*PROVIDED PASSAGE*:

━━━━━━━━━━━━━━━━━━━━

Beckett: Commentary on Job 11, Zophar Speaks – You Deserve Worse

11:1-6, “You Deserve Worse, Job”

Then Zophar the Naamathite answered and said: “Should a multitude of words go unanswered, and a man full of talk be judged right? Should your babble silence men, and when you mock, shall no one shame you?”

vv. 1-3

Zophar can’t hold himself back from speaking like Eliphaz (4:2). He is just as unsympathetic as Bildad and equally as tactless as Eliphaz. Sure, Job has said some foolish things and has made absurd presumptions of God, but again, Job needed Gospel, not Law.

He accuses Job of mocking God. So, should not his derision be silenced? This is an unfair accusation. Job has complained and challenged God, but he has not mocked or blasphemed Him.

“For you say, ‘My doctrine is pure, and I am clean in God’s eyes.'”

v. 4

This is a false accusation. Job knows he is not pure (9:2, 14-15; 7:21). Job says he is blameless (9:15, 20-21), but in saying this he was saying he’s innocent of some special sin to deserve God’s affliction, which he is (2:3).

“But oh, that God would speak and open His lips to you, and that He would tell you the secrets of wisdom! For He is manifold in understanding. Know then that God exacts of you less than your guilt deserves.”

vv. 5-6

Like Job, Zophar wishes God would speak. Whereas Job wishes it for his justification, Zophar wishes it for Job’s damnation. Zophar’s saying, “Know then that God exacts of you less than your guilt deserves” sounds benign, but he’s insinuating that Job’s special sin is so bad that no penance is great enough to cover that sin. Like Eliphaz (5:7), he suggests Job’s suffering is punishment rather than discipline. Basically, he’s telling Job he deserves worse.

11:7-12, Zophar Addresses Job’s Theology of Glory

“Can you find out the deep things of God? Can you find out the limit of the Almighty? It is higher than heaven—what can you do? Deeper than Sheol—what can you know? Its measure is longer than the earth and broader than the sea. If He passes through and imprisons and summons the court, who can turn Him back?”

vv. 7-10

Zophar surprisingly responds to Job’s momentary lapse into the theology of glory (10:13-17). What he says of God here is true and is antithetical to the theology of glory. Despite Job’s recent regression into this poor theology, he is aware of God’s unsurpassable, unknowable, and unfathomable mysteries (9:4-13). So is Eliphaz (5:9-16). Paul later echoes this truth of God (Romans 11:33-36). Thus, Zophar accurately says, it is futile to oppose God. Of course, however, Zophar erroneously thinks Job is opposing God’s punishment when God is not punishing him.

“For He knows worthless men; when He sees iniquity, will He not consider it? But a stupid man will get understanding when a wild donkey’s colt is born a man!”

━━━━━━━━━━━━━━━━━━━━

*TASK DETAILS*: Reproduce everything in the commentary on Job 11 from "He accuses Job" down to "or blasphemed Him.", keeping the wording unchanged.

━━━━━━━━━━━━━━━━━━━━

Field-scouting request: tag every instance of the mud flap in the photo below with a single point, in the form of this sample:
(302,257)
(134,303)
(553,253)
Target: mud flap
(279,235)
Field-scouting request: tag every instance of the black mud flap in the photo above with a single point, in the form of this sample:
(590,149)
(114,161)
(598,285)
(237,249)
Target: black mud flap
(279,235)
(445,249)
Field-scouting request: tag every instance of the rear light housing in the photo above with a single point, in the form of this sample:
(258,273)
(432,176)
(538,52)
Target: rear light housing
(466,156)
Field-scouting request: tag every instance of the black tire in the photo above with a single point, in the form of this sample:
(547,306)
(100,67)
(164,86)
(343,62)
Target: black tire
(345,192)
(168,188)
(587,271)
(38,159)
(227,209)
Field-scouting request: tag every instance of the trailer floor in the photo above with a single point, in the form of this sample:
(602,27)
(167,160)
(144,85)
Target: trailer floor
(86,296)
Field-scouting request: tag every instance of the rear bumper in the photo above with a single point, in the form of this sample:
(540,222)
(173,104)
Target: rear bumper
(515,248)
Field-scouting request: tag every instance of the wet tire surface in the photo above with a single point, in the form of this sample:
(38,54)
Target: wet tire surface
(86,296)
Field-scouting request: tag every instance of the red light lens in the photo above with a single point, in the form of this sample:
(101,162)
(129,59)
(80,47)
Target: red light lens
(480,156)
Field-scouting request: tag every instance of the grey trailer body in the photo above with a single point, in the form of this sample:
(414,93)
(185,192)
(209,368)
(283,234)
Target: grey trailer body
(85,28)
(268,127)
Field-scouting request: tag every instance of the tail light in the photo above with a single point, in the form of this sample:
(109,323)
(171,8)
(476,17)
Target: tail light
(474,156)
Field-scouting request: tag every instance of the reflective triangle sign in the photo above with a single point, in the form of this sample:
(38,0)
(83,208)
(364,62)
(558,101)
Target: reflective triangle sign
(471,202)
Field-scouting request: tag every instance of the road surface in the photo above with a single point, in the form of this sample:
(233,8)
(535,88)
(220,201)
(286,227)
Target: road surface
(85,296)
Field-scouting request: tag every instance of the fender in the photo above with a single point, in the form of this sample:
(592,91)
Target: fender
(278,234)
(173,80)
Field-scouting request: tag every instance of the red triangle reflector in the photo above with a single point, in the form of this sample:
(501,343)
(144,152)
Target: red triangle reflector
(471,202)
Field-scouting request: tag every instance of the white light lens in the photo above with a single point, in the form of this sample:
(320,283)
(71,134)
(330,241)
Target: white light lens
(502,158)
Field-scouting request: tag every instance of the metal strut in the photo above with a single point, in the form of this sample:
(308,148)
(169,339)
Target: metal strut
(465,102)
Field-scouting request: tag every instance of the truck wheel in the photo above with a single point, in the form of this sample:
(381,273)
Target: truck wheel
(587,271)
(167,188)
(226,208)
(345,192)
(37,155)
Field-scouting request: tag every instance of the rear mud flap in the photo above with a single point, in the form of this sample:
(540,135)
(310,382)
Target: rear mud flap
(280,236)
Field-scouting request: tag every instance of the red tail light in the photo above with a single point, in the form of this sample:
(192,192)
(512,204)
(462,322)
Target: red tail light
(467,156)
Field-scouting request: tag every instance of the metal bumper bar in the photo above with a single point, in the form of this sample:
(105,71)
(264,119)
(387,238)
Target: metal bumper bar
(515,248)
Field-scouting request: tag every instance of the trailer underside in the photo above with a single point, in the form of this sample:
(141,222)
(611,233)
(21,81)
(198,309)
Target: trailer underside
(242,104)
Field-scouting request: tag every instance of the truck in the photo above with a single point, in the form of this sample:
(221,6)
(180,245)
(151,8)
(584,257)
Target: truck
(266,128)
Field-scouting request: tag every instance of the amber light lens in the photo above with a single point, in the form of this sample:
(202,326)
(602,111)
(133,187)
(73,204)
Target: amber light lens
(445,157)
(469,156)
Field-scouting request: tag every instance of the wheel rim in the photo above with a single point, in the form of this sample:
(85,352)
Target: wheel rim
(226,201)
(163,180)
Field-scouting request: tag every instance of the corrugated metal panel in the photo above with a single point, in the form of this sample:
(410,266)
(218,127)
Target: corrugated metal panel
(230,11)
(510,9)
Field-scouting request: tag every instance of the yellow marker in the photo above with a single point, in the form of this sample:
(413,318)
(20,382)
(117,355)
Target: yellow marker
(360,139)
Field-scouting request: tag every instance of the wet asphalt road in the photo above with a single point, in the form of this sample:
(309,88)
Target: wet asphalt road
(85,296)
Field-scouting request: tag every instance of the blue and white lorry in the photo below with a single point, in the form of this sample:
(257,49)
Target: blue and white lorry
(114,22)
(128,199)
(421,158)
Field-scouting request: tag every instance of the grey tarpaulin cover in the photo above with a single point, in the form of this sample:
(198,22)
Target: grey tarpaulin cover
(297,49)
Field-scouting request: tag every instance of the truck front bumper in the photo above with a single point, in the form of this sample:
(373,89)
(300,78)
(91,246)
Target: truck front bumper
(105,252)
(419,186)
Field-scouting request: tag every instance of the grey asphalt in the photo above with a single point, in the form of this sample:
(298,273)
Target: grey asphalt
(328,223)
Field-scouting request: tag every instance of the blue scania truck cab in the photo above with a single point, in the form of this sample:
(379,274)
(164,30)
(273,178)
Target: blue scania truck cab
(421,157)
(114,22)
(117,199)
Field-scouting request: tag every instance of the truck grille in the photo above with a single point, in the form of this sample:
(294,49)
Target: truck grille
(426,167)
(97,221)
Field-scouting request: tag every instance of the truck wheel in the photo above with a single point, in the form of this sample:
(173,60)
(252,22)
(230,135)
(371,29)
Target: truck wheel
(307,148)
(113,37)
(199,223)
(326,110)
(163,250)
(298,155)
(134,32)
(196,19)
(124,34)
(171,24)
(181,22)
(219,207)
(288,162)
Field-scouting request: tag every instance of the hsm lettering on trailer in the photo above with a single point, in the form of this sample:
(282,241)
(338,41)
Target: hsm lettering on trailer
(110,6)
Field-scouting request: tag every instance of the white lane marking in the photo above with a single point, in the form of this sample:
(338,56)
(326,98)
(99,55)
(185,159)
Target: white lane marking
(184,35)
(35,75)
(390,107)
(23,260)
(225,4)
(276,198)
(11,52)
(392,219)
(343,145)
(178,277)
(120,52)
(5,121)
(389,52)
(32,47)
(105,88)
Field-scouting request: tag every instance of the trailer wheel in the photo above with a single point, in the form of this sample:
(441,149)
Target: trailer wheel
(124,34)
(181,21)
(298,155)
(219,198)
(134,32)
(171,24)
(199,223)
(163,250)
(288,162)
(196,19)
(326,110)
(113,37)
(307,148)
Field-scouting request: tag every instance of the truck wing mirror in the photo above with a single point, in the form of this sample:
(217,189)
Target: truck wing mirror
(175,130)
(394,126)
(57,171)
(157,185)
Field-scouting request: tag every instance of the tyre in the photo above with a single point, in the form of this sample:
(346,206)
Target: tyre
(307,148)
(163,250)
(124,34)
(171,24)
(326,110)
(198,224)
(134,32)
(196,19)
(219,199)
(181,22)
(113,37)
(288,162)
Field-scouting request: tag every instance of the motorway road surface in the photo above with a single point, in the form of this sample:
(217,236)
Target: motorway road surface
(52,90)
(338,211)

━━━━━━━━━━━━━━━━━━━━

*SOLUTION BELOW*:
He accuses Job of mocking God. So, should not his derision be silenced? This is an unfair accusation. Job has complained and challenged God, but he has not mocked or blasphemed Him.